Exercise details ::
Find every line with the string "stone" in the material below and copy it.

───── Records provided

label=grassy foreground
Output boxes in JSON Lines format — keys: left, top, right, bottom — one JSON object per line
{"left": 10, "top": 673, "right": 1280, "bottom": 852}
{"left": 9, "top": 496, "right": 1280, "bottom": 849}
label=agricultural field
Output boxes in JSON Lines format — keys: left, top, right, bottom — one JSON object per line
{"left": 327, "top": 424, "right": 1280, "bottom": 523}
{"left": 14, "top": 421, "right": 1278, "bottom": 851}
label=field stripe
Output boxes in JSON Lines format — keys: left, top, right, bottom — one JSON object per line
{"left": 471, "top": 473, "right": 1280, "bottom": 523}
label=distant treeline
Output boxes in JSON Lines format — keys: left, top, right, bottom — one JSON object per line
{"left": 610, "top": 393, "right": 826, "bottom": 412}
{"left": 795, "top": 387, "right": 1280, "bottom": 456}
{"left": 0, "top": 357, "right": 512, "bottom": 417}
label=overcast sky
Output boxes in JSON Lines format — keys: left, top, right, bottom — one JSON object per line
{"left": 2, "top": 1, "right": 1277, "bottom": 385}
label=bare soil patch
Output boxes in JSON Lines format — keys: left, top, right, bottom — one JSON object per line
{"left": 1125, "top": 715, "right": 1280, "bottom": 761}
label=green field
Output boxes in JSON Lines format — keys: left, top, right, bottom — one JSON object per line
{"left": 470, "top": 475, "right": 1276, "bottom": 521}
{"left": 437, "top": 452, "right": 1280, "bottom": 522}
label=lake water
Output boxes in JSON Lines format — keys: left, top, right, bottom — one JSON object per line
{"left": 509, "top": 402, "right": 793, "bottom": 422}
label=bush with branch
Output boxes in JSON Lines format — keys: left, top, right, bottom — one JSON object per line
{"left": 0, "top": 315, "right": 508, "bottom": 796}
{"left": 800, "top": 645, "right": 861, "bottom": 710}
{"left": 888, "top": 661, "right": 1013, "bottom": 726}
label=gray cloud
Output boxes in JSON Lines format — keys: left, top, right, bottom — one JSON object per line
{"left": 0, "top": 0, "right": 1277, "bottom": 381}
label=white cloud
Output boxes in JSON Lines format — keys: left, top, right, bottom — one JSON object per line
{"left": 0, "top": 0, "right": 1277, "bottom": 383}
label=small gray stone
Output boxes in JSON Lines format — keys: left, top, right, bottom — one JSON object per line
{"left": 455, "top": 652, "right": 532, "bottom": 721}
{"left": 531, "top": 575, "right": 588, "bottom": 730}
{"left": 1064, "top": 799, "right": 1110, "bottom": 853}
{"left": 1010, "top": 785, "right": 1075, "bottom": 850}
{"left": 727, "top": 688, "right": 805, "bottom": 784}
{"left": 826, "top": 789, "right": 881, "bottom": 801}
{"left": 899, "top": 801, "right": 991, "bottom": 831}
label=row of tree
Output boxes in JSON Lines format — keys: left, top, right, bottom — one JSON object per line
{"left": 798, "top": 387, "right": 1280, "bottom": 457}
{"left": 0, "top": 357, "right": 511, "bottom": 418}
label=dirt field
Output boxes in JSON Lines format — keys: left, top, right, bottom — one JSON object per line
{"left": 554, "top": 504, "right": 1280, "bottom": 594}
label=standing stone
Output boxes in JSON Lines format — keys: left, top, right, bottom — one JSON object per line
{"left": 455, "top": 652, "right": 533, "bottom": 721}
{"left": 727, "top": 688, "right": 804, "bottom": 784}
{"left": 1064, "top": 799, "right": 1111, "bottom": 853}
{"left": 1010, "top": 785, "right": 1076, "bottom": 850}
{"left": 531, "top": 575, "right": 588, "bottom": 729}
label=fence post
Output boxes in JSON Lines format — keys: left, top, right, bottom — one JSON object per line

──────────

Output ::
label=small gray stone
label=standing stone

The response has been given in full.